Challenge:
Count how many lines of the material below contain the string "tree". Reply with the number alone.

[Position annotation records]
►

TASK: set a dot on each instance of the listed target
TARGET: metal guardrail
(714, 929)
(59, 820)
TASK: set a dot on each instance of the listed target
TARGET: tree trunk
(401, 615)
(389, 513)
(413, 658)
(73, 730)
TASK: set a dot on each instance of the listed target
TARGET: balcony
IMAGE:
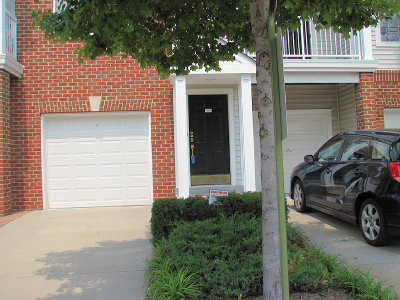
(307, 43)
(8, 44)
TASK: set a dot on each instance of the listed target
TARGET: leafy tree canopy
(177, 36)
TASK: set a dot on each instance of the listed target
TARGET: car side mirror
(309, 158)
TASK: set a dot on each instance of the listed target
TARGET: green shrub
(225, 254)
(166, 212)
(249, 203)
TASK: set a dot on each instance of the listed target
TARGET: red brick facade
(5, 144)
(53, 82)
(376, 92)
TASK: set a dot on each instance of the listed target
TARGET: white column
(246, 134)
(367, 43)
(181, 137)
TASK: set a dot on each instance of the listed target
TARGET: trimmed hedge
(168, 211)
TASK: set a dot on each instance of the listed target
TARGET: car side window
(380, 150)
(330, 152)
(356, 149)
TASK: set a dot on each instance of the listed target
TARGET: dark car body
(348, 169)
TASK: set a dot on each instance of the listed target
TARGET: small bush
(225, 254)
(166, 212)
(248, 203)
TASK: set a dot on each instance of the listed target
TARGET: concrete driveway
(94, 253)
(341, 238)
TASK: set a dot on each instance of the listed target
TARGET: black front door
(209, 139)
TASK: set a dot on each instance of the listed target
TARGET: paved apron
(344, 239)
(94, 253)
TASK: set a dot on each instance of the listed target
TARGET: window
(356, 149)
(330, 152)
(388, 31)
(392, 118)
(379, 150)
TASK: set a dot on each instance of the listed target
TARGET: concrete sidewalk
(341, 238)
(94, 253)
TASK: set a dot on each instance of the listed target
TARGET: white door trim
(48, 116)
(229, 93)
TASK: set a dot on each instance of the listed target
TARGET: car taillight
(395, 170)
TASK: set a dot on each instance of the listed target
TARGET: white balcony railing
(309, 43)
(10, 34)
(8, 29)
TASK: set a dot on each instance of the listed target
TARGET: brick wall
(54, 82)
(5, 144)
(376, 92)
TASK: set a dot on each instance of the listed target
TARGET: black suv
(354, 176)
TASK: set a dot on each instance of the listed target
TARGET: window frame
(55, 5)
(379, 41)
(349, 141)
(316, 156)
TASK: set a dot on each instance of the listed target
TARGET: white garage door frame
(49, 116)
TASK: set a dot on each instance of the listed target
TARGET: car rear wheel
(372, 223)
(299, 197)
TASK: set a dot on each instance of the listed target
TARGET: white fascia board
(11, 65)
(322, 77)
(331, 65)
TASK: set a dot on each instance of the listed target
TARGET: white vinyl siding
(238, 156)
(304, 97)
(388, 57)
(347, 107)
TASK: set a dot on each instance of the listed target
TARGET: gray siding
(347, 107)
(299, 96)
(387, 57)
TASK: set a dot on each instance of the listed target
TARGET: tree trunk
(272, 283)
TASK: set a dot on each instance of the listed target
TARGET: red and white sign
(214, 194)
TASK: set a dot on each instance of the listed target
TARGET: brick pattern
(376, 92)
(5, 144)
(53, 82)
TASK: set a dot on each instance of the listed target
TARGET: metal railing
(309, 43)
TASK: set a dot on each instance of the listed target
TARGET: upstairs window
(388, 32)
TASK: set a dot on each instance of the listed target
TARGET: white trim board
(231, 121)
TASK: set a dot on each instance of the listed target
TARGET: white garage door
(307, 131)
(97, 160)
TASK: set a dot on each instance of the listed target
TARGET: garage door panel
(86, 171)
(137, 192)
(112, 146)
(136, 145)
(98, 161)
(86, 146)
(137, 169)
(85, 194)
(306, 133)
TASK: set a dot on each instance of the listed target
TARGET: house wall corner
(376, 92)
(5, 144)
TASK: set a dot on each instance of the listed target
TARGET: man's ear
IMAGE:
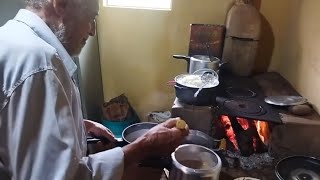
(59, 7)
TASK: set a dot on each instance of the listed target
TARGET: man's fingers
(170, 123)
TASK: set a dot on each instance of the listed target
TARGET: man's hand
(98, 130)
(159, 141)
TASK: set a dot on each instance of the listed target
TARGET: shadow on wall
(266, 46)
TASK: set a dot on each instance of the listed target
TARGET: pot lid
(194, 81)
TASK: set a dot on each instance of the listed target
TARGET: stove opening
(246, 136)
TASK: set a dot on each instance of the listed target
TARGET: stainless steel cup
(194, 162)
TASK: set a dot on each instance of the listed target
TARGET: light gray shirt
(42, 134)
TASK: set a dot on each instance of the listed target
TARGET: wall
(89, 63)
(91, 81)
(8, 9)
(136, 46)
(301, 56)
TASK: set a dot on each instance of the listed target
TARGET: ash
(255, 161)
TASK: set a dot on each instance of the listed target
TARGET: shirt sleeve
(42, 135)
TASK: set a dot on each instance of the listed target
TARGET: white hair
(37, 4)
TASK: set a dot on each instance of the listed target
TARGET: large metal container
(194, 162)
(242, 37)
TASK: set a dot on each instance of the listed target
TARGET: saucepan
(187, 86)
(129, 134)
(134, 131)
(197, 62)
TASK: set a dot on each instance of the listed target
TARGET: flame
(244, 123)
(263, 131)
(229, 131)
(261, 126)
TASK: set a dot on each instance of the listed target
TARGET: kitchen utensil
(206, 78)
(298, 168)
(185, 91)
(243, 26)
(200, 62)
(285, 100)
(194, 162)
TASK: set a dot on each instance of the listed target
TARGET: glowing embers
(246, 136)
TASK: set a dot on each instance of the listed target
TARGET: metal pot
(185, 93)
(194, 162)
(200, 62)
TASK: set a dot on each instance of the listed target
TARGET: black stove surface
(243, 97)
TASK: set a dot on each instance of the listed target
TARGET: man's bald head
(37, 4)
(72, 21)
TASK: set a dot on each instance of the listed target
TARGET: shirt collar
(44, 32)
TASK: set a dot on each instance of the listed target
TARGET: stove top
(242, 97)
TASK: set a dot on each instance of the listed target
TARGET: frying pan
(129, 134)
(298, 168)
(134, 131)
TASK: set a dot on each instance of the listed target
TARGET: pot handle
(180, 87)
(157, 163)
(187, 58)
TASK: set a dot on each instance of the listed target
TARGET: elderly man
(42, 133)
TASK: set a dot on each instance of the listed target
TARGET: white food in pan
(195, 81)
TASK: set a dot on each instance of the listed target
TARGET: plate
(285, 100)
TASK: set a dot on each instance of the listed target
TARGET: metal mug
(194, 162)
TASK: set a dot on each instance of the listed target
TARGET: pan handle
(94, 139)
(187, 58)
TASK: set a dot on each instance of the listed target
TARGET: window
(139, 4)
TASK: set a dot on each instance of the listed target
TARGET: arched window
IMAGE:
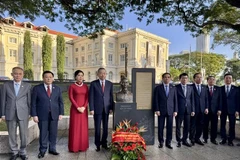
(89, 76)
(110, 76)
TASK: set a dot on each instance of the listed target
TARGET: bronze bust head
(124, 95)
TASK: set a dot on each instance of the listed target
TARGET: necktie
(16, 88)
(199, 91)
(48, 91)
(184, 90)
(102, 86)
(167, 91)
(211, 91)
(227, 90)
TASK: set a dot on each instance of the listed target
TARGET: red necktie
(48, 91)
(102, 86)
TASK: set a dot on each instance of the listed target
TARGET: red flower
(121, 144)
(133, 146)
(129, 148)
(125, 149)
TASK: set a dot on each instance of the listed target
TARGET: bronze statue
(124, 95)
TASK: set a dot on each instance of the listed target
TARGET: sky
(179, 39)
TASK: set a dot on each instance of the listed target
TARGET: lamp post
(126, 60)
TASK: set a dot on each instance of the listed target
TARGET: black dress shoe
(169, 146)
(53, 153)
(160, 145)
(192, 142)
(179, 144)
(23, 157)
(223, 141)
(98, 149)
(230, 143)
(199, 142)
(205, 141)
(187, 144)
(41, 155)
(105, 147)
(14, 157)
(214, 142)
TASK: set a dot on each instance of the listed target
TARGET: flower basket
(127, 143)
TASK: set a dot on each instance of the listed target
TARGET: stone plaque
(143, 90)
(143, 83)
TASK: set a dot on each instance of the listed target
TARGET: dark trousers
(213, 118)
(98, 118)
(196, 126)
(48, 134)
(185, 118)
(232, 122)
(169, 125)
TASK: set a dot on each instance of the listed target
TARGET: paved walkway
(206, 152)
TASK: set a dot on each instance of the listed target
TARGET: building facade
(143, 50)
(203, 43)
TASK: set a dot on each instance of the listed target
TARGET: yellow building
(108, 51)
(144, 50)
(11, 47)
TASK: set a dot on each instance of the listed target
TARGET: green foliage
(212, 63)
(60, 56)
(233, 67)
(27, 56)
(47, 52)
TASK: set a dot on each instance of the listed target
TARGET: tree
(233, 67)
(60, 56)
(27, 56)
(83, 17)
(47, 52)
(92, 17)
(212, 63)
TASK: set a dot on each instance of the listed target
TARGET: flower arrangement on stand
(127, 143)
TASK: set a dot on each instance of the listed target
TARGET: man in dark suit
(16, 103)
(201, 108)
(230, 109)
(165, 107)
(186, 109)
(215, 107)
(47, 109)
(101, 104)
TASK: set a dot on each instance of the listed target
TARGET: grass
(67, 105)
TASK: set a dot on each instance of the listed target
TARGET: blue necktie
(16, 88)
(167, 91)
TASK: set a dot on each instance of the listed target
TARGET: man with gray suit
(15, 102)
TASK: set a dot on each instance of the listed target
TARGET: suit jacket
(185, 103)
(201, 101)
(99, 101)
(230, 103)
(215, 101)
(42, 104)
(165, 104)
(12, 104)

◄

Task answer:
4